Would you please return the line containing "Would you mind tagging the closed" and all the lines after it through the end of the records below, unchanged and on their own?

(Dataset excerpts)
-.-.-

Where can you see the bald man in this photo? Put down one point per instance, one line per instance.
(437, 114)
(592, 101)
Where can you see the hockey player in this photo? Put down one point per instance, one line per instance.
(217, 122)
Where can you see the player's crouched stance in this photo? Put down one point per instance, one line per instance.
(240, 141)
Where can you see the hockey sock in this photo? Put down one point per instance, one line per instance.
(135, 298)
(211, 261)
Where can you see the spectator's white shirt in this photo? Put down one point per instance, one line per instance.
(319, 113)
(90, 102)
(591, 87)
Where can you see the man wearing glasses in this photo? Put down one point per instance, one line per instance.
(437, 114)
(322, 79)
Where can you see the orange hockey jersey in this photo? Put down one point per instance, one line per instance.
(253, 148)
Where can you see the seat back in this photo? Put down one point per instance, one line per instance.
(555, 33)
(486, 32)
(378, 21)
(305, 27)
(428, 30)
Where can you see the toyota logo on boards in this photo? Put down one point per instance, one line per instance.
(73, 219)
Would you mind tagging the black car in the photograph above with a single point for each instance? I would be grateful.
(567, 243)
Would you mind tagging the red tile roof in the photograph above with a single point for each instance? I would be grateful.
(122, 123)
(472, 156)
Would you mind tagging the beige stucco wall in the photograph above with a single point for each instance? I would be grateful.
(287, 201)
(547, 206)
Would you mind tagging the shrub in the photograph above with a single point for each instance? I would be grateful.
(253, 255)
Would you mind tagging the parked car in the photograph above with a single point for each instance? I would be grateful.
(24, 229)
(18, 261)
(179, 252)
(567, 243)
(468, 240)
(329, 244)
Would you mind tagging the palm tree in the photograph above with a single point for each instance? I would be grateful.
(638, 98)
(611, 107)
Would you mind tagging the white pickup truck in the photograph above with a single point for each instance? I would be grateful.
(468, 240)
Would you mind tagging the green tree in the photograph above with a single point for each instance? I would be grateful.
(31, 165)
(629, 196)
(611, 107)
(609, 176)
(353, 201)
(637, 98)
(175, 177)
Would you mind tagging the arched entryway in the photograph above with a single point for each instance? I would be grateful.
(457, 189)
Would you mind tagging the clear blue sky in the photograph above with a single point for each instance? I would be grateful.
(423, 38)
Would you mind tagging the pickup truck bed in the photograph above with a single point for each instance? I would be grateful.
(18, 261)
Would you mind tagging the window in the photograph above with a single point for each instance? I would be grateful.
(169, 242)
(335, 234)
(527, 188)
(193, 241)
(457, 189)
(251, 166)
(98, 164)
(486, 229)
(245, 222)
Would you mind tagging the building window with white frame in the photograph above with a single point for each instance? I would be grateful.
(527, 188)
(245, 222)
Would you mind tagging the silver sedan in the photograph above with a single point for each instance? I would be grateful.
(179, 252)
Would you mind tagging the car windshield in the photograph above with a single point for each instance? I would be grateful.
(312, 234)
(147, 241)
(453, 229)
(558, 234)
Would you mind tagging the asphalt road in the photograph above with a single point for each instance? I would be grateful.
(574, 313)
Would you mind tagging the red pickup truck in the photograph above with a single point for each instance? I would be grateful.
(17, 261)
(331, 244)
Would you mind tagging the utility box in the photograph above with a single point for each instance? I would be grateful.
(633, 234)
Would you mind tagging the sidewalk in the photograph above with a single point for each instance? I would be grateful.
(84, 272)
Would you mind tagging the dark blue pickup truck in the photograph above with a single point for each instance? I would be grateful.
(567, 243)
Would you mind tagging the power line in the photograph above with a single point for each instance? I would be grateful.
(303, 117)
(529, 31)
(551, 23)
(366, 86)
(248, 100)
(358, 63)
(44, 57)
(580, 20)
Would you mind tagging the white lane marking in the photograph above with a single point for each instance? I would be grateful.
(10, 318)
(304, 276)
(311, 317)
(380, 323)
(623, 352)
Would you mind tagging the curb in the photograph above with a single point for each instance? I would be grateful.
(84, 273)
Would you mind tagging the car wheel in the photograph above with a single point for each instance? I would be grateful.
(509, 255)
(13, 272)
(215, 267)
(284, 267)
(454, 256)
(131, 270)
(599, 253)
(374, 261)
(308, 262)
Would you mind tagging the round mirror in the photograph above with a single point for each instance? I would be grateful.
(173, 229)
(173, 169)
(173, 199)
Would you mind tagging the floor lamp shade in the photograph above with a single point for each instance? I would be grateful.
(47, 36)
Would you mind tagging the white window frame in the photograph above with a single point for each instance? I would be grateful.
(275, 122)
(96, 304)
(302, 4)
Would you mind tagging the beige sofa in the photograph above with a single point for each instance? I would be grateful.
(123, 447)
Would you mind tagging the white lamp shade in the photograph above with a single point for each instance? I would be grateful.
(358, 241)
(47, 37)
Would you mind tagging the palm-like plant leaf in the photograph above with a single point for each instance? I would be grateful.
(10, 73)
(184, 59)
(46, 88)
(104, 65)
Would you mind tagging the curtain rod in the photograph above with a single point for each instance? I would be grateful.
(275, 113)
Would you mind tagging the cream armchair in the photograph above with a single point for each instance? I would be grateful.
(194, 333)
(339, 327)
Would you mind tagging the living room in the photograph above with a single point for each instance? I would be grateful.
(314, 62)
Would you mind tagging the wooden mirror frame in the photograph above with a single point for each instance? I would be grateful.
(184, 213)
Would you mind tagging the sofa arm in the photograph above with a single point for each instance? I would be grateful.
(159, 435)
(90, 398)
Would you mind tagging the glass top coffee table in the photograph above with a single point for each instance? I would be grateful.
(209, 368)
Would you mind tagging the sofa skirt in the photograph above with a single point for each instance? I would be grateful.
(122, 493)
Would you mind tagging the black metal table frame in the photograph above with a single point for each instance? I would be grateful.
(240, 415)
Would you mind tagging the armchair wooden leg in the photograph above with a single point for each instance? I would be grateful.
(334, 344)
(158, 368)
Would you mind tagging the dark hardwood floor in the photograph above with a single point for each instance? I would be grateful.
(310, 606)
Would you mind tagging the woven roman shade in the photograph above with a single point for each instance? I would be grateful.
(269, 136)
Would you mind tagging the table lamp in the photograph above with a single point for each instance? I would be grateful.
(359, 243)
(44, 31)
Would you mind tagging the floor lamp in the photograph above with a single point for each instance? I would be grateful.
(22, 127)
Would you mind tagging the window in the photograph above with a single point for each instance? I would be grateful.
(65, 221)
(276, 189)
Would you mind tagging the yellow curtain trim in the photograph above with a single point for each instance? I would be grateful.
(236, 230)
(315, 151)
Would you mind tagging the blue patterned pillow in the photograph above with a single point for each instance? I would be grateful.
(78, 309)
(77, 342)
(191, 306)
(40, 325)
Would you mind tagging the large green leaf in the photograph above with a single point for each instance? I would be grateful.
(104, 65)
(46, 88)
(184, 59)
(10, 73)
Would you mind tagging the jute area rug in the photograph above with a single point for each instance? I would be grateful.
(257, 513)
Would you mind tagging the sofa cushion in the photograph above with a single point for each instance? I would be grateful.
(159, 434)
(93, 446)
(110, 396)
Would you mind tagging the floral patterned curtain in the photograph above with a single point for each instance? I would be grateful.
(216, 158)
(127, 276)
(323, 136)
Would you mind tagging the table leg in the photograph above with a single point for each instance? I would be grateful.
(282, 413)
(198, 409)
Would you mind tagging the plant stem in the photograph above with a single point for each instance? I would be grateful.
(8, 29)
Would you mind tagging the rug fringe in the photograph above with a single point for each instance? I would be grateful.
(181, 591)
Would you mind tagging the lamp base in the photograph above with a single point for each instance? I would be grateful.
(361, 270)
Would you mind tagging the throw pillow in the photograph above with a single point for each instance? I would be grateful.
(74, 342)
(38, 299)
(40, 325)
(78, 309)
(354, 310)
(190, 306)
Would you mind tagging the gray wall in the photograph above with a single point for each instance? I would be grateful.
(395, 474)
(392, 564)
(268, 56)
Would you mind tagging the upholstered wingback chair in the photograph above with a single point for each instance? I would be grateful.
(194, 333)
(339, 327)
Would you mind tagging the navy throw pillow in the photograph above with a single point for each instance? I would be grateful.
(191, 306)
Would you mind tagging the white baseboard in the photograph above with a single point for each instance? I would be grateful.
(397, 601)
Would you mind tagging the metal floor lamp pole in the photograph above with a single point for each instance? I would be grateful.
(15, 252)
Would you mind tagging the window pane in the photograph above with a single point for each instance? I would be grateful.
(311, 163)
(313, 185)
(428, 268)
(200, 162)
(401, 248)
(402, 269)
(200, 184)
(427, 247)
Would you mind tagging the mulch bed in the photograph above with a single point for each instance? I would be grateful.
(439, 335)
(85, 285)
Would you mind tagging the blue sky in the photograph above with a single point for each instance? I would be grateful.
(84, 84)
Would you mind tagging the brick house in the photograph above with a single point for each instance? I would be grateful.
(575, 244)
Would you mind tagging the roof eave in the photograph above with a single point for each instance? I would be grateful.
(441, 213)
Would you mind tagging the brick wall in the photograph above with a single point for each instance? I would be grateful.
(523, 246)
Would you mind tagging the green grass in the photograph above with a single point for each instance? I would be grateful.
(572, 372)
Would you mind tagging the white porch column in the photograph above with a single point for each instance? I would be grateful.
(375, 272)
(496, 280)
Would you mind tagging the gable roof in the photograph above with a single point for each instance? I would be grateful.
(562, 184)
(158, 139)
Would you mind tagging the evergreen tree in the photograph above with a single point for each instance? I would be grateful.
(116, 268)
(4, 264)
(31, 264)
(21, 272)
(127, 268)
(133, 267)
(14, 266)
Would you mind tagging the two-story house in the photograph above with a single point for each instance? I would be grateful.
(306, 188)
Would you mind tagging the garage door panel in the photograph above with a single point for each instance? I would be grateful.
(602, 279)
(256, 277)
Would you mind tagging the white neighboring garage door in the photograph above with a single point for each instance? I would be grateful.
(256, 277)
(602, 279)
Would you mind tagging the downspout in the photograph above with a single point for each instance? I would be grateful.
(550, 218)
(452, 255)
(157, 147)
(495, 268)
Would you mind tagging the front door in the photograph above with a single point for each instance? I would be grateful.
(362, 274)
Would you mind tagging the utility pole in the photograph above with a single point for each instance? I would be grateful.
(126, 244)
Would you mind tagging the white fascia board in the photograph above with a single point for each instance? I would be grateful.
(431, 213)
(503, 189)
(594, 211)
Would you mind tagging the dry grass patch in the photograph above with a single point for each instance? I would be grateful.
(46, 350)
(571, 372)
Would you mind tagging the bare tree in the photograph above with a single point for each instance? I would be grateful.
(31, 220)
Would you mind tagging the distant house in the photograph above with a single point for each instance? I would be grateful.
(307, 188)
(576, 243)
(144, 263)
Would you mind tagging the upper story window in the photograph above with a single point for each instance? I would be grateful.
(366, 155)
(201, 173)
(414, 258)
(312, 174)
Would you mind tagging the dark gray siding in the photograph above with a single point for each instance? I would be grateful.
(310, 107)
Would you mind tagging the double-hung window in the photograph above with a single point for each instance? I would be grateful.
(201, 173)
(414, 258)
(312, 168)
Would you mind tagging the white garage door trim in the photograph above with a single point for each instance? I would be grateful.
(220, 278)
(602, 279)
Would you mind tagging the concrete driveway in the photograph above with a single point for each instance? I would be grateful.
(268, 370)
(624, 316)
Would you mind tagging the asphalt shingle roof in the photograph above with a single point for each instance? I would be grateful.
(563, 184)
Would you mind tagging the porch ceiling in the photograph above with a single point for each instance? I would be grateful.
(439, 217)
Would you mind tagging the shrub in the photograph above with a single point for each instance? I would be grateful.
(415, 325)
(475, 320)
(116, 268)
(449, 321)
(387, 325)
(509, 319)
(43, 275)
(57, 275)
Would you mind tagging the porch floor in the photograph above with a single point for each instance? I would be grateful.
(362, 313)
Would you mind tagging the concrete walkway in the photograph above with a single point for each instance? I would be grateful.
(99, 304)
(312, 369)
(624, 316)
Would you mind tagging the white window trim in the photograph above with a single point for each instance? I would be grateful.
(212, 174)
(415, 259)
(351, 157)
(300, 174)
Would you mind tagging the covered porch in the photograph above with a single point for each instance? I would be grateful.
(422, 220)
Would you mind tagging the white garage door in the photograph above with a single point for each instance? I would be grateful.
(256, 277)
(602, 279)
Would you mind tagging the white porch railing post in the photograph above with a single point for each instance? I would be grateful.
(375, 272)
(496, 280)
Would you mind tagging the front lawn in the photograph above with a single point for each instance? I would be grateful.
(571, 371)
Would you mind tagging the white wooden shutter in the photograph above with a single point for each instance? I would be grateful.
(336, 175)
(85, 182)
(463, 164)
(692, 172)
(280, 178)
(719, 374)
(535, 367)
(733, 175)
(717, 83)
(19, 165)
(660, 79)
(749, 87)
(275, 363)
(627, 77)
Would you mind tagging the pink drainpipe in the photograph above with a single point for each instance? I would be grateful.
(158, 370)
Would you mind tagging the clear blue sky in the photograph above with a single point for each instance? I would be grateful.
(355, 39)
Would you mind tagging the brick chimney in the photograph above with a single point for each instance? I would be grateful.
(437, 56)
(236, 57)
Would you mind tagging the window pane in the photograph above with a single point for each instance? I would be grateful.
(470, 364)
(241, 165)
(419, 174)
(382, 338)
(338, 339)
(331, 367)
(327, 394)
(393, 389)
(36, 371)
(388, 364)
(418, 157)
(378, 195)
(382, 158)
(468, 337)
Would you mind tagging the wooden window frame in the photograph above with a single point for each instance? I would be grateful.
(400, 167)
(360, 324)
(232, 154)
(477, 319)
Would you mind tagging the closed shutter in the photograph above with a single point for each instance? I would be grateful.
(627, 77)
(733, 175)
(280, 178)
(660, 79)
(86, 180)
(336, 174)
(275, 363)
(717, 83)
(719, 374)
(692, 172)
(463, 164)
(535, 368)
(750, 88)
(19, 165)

-.-.-

• _YOUR RESPONSE_:
Would you mind tagging the closed shutter in the photograph above with a single point for each instance? I would be grateful.
(627, 77)
(733, 175)
(280, 178)
(660, 79)
(86, 180)
(336, 174)
(275, 363)
(717, 83)
(719, 374)
(692, 172)
(463, 164)
(535, 368)
(750, 88)
(19, 165)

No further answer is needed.